### Extract to read:
>> BEGIN
# Island Paludarium for darts?



## rudukai13 (Jul 22, 2010)

I'm trying to figure out a design that might work to hold a small group of darts. I found an example of an enclosure (can be seen below) that is close to what I'd like, although there would be a more established land area and an easier entrance/exit from the water. I'd construct it in the largest exo-terra available (equivalent to about 50 gallons) and build the land so that it had at least the same surface area as a completely terrestrial 15 gallon tank. My question is does anyone see any problem with this idea for housing darts...?


----------



## BOOSHIFIED (Jun 23, 2009)

I would think if you are going to do a setup like this you are going to want a really big tank.

all that area over the water is pretty much useless. why not give your darts as much land as possible.


----------



## rudukai13 (Jul 22, 2010)

It'd just be for looks. People keep groups of darts in fairly small tanks, I figured if I provided the same ground space that they'd have in one of the smaller tanks while having a surrounding water feature it'd work for them?


----------



## Tadbit (Jul 16, 2010)

Someone correct me if I'm wrong, but with a tank like that and that much water depth wouldn't drowning also be a major concern???


----------



## HunterB (Apr 28, 2009)

in short i'd say no....theoretically yes with a good sized island but I really dont think the hassle would be worth it.

as for drowning, I had to G&B auratus in a tank with a sizeable water feature for awhile and they would occasionally fall in and hop right out, though logs and such into the water help


----------



## Freeradical53 (Jan 25, 2008)

I wish I had the imagination to complete such a project! Not sure pdfs would be the right inhabitants maybe some other aquatic frog. You wouldn't have to worry about drowning..of course if you had a gradual slope and had islands of rescue it would be dif.


----------



## MichelleSG (May 1, 2010)

I think it's a beautiful idea for a display tank. Provide objects in the water where frogs could get a hold and crawl out and it'd work. If you want to try a different type frog more suited to that level of water mossy frogs would be a great choice.


----------



## Caton (Jul 26, 2010)

I say (I am a noob keep in mind), but keep aquatic frogs or if pdfs are not a big deal keep some fish (like white cloud mountain minnows) in it.


----------



## rudukai13 (Jul 22, 2010)

I can certainly build it where there are many objects in contact with the water as to allow easy access for any frog that should venture a little too close to the shore.
>> END
### Information shown:
>> BEGIN
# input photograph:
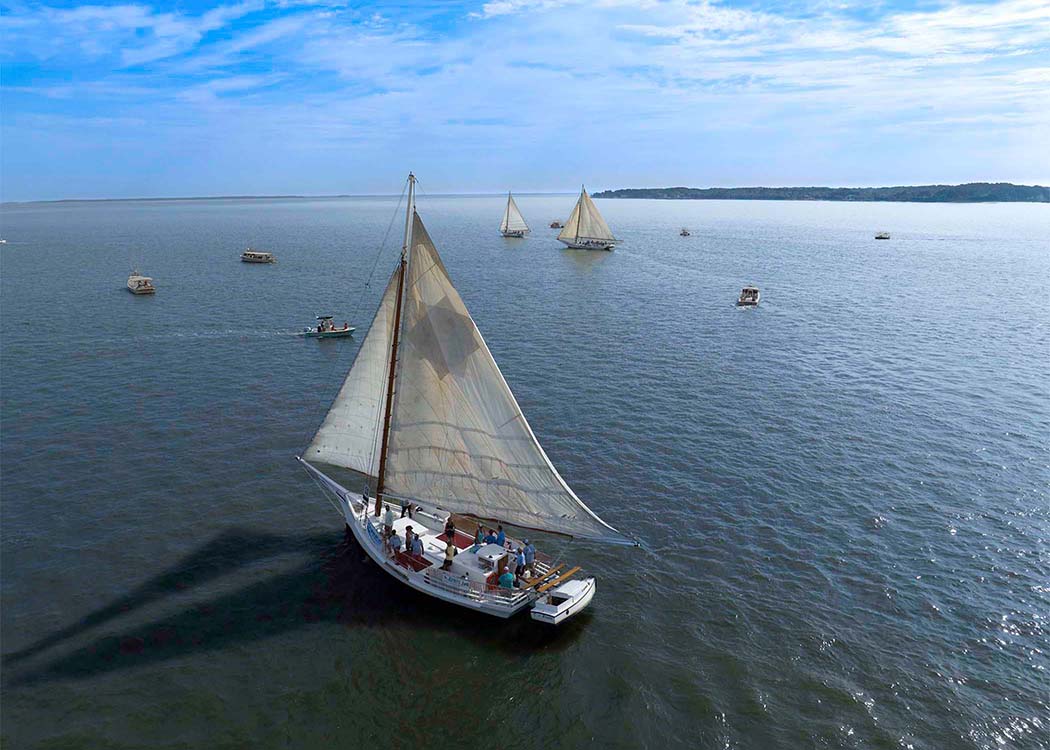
>> END
### What to do:
a: From the paludarium thread, reproduce word for word the passage starting with "It'd just be" and going on through "work for them?".
b: Answer these questions from the paludarium thread above.
(i) According to the opening post, the largest Exo-Terra available is equivalent to about how many gallons?
(ii) Which frog type does MichelleSG name as a great choice for that level of water?
(iii) Which fish does Caton suggest keeping in the tank?

### Expected responses:
a:
It'd just be for looks. People keep groups of darts in fairly small tanks, I figured if I provided the same ground space that they'd have in one of the smaller tanks while having a surrounding water feature it'd work for them?

b:
(i) About 50 gallons.
(ii) Mossy frogs.
(iii) White cloud mountain minnows.